SELECTED EXTRACT:
Which brings us to the real heart of the matter.  Who knows if Samantha Gordon could play in the NFL someday?  Maybe she could.  But how much sense does it make for a 9 year old girl to dedicate her life to a future that is only a vague possibility?  The chances for any 9 year old boy of someday being able to play in the NFL are infinitesimal, but still more possible than the chances for a 9 year old girl.  Thanks to Title IX, girls have more motivation to play sports than they have in the past; there are, in theory, equal numbers of college scholarships to be earned for female and male athletes.  But what happens after college?

If you’re a girl who plays soccer, there are no professional women’s soccer leagues left in the United States.  You can play in the WNBA and make a maximum of $87,000 per year, compared to the lowest paid NBA player, who still earns $700,000.  If you fell in love with Little League as a girl, you’ve already been shuttled into softball, where you can play in the National Pro Fastpitch league for a whopping $6,000.  And if you’re Samantha Gordon, the most popular professional woman football players compete in their underwear.

USING THE INFORMATION:
a) Answer these questions about the passage on girls and professional sports:
(i) What does the passage say exists, in theory, in equal numbers for female and male athletes?
(ii) What is the most a WNBA player can make per year?
(iii) What pay does the passage give for playing in the National Pro Fastpitch league?
b) Pick up the passage on girls and professional sports after its final sentence and keep writing.

RECORD EXTRACTS:
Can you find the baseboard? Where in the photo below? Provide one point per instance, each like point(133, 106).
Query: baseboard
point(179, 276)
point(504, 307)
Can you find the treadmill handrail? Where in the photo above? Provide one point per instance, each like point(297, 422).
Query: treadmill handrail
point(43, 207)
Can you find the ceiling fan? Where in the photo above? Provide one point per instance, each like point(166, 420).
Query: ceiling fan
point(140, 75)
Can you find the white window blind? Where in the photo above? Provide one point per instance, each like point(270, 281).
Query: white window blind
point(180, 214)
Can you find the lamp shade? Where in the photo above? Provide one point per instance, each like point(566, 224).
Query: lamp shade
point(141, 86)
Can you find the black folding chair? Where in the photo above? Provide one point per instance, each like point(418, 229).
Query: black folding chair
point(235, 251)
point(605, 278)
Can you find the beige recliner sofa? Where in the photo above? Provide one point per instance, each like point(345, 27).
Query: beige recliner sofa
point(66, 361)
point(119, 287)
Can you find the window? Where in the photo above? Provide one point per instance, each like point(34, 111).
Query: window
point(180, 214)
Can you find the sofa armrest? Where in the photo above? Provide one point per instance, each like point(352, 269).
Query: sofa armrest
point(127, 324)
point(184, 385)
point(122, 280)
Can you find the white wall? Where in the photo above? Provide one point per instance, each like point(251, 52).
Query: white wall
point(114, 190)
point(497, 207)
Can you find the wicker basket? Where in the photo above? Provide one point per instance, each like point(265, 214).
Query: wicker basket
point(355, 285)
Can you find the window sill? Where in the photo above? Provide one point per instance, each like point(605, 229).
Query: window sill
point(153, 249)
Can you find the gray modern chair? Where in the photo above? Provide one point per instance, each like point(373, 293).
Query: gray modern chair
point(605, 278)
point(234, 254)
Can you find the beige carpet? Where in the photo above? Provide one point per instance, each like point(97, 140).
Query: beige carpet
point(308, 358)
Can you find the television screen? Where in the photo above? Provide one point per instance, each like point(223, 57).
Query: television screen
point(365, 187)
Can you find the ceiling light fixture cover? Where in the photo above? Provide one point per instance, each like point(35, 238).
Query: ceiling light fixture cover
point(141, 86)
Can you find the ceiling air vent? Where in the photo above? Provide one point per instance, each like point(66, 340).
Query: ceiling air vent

ANSWERS TO THIS EXERCISE:
a)
(i) College scholarships to be earned.
(ii) $87,000.
(iii) $6,000.

b)
Sociologists understand that motivation is connected to the ability to imagine yourself in a future role.  If it is fairly easy to imagine someone like you scoring the winning touchdown in the Super Bowl, then it’s going to increase your dedication to achieving that dream.  But if it seems like something that is impossible not just for you to imagine, but for anyone to imagine, how long can that kind of dream be sustained?

Who knows what Samantha Gordon will want as she grows up?  Perhaps playing football with the boys will get old or boring.  Perhaps she doesn’t really have the right stuff.  But watching her dash down the field on youtube, perhaps we can begin to dream a different kind of sports dream.  Watching her tackle, perhaps we can imagine what it would be like if more women played alongside men.  Perhaps we can make the answer to the question–could Samantha Gordon play in the NFL–a little more likely to be, “Yes!”

Comments

  1. i think Samantha should be able to, and maybe will play in the NFL when she’s older. If your that good, your gender shouldn’t be held against you.

    • I totally agree, Nicole. And yet I saw just the other day a commentator on ESPN arguing that girls playing football would encourage violence against women, which seemed mildly insane to me. Thanks for commenting!

  2. Not to put any women down but men for the most part are bigger stronger and faster than women. The NFL is loaded with some of the biggest and strongest athletes in the world, so I dont know how many women would be able to play at that level, if there was she would probably be a pretty scary woman. I am sure there is no rule against it though.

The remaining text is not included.